== Collected data entries ==
■ ■ ■

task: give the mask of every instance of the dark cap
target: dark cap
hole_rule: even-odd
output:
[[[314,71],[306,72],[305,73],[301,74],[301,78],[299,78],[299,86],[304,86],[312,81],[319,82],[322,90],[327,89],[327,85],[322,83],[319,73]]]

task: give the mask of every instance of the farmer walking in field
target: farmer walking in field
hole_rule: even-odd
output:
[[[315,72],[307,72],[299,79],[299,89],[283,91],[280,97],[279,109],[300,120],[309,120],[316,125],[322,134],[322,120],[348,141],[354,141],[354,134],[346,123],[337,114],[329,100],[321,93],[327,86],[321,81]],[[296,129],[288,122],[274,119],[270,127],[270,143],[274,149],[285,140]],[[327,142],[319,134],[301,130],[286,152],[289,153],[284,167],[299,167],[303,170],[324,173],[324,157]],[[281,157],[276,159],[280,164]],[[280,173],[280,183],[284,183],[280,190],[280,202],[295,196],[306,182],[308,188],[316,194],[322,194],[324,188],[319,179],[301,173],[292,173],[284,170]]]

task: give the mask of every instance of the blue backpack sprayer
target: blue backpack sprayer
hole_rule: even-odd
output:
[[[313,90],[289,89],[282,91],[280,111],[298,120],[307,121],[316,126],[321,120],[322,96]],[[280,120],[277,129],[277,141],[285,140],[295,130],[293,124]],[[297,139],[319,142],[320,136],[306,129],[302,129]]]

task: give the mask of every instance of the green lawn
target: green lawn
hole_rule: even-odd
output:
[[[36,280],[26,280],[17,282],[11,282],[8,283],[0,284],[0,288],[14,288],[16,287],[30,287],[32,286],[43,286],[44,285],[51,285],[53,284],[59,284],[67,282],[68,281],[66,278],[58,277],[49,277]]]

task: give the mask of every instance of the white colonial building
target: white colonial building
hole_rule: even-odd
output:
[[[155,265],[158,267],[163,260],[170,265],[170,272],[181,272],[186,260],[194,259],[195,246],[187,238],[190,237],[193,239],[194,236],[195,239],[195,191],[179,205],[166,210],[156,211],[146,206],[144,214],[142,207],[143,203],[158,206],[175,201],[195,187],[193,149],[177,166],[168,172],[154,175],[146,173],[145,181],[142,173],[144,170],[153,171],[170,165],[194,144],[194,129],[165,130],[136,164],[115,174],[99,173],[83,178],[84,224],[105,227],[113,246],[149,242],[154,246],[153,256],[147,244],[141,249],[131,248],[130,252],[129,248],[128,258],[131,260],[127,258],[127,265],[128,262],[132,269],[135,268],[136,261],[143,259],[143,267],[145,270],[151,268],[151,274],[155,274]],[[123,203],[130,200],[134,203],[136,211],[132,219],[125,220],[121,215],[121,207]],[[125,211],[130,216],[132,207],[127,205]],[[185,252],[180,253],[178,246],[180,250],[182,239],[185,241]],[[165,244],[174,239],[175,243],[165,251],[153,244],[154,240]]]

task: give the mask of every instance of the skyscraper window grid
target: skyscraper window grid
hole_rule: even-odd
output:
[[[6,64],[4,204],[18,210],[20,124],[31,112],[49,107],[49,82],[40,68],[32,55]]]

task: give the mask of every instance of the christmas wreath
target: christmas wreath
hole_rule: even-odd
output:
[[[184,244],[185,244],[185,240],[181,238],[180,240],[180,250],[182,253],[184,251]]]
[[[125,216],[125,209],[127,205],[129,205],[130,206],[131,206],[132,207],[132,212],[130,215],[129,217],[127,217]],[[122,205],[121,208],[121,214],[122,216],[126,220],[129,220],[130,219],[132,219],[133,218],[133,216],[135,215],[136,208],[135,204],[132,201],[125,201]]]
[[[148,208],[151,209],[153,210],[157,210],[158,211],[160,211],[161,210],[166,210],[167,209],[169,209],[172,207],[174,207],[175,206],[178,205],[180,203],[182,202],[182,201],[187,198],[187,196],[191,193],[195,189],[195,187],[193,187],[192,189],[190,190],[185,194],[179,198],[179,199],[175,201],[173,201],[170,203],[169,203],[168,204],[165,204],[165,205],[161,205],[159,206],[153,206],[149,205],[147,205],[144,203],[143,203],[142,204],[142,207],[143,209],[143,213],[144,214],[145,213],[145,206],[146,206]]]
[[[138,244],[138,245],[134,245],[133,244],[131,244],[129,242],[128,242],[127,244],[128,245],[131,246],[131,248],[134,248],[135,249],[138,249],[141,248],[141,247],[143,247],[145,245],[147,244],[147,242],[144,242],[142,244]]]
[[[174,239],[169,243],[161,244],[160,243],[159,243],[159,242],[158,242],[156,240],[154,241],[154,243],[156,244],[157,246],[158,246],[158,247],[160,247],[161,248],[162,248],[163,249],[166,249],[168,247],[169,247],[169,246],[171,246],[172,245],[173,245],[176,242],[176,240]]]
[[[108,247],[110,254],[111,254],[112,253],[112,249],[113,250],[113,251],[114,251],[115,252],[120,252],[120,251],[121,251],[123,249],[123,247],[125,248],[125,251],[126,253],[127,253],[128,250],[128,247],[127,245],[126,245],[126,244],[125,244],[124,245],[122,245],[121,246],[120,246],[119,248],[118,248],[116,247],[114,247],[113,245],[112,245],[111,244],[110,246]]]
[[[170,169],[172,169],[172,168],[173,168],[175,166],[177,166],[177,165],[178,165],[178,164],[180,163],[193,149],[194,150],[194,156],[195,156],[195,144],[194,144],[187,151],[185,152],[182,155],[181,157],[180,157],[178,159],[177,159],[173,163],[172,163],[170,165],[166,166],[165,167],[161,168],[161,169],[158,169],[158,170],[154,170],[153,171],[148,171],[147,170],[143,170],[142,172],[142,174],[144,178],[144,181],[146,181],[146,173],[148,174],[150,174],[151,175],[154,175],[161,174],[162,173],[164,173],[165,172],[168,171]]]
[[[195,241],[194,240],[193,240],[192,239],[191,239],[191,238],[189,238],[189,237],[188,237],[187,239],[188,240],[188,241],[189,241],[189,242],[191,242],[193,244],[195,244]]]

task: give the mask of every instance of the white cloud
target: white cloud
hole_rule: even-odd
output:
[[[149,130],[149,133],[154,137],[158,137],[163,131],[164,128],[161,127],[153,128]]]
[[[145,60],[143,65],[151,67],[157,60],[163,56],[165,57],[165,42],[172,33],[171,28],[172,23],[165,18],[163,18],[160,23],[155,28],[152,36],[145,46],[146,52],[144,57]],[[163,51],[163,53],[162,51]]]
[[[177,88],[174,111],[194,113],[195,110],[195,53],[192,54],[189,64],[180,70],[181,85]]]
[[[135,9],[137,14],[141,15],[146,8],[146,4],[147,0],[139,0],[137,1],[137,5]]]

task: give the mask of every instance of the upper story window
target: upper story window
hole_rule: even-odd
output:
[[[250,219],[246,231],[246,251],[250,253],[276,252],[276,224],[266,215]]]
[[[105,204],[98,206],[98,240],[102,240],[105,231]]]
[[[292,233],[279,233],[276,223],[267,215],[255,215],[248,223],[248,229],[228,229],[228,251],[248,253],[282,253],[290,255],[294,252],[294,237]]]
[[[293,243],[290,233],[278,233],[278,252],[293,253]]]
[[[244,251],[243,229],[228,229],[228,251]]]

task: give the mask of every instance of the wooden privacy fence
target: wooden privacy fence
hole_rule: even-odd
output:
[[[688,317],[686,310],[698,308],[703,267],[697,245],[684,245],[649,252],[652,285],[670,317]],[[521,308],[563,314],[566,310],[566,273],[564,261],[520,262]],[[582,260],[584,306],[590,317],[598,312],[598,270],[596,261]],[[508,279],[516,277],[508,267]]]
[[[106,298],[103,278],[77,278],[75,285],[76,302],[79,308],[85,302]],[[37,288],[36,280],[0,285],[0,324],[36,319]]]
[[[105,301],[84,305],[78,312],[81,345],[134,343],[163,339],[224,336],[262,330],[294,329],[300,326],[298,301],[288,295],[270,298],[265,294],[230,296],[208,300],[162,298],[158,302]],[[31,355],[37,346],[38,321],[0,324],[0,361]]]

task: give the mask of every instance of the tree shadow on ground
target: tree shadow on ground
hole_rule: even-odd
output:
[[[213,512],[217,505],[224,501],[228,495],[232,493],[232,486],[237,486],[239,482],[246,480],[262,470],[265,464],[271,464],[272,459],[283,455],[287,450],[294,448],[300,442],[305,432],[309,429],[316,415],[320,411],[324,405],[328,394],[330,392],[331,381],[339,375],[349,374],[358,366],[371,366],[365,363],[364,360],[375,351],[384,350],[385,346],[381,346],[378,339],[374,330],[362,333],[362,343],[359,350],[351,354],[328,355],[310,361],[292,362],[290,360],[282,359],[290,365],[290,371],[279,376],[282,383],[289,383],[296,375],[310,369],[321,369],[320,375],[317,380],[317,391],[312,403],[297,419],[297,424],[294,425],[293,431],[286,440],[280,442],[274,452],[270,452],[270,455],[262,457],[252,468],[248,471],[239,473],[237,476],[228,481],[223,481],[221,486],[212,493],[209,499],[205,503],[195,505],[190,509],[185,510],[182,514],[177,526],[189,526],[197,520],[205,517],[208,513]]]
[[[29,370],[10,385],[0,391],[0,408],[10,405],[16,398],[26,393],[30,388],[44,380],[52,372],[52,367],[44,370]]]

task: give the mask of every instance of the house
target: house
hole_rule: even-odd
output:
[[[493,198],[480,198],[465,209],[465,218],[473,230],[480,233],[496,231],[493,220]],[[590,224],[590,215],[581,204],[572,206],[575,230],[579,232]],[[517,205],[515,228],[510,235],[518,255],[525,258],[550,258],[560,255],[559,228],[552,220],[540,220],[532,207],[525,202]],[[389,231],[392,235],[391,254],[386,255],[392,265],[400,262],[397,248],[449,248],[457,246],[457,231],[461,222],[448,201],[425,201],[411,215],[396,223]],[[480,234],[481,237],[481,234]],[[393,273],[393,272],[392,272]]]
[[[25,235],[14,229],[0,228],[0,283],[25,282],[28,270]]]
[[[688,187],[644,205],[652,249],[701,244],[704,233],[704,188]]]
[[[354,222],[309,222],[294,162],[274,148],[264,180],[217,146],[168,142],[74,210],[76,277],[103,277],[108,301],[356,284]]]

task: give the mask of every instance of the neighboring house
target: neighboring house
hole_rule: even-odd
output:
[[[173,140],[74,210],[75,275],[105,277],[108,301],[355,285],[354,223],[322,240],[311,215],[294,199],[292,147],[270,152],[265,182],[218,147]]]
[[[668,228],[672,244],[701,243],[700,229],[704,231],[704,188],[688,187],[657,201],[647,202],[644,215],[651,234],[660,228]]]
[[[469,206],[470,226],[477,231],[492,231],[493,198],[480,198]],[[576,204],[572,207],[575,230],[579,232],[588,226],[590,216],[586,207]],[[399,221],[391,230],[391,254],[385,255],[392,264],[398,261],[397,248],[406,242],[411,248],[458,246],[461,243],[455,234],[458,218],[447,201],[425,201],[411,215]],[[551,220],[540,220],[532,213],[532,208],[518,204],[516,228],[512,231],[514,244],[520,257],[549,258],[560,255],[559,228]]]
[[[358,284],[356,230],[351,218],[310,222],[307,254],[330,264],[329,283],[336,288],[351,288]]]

■ ■ ■

== Stated goal ==
How many lines in the rows above contain the string "christmas"? Case matters. Reply with the number alone.

== Result of this task ==
2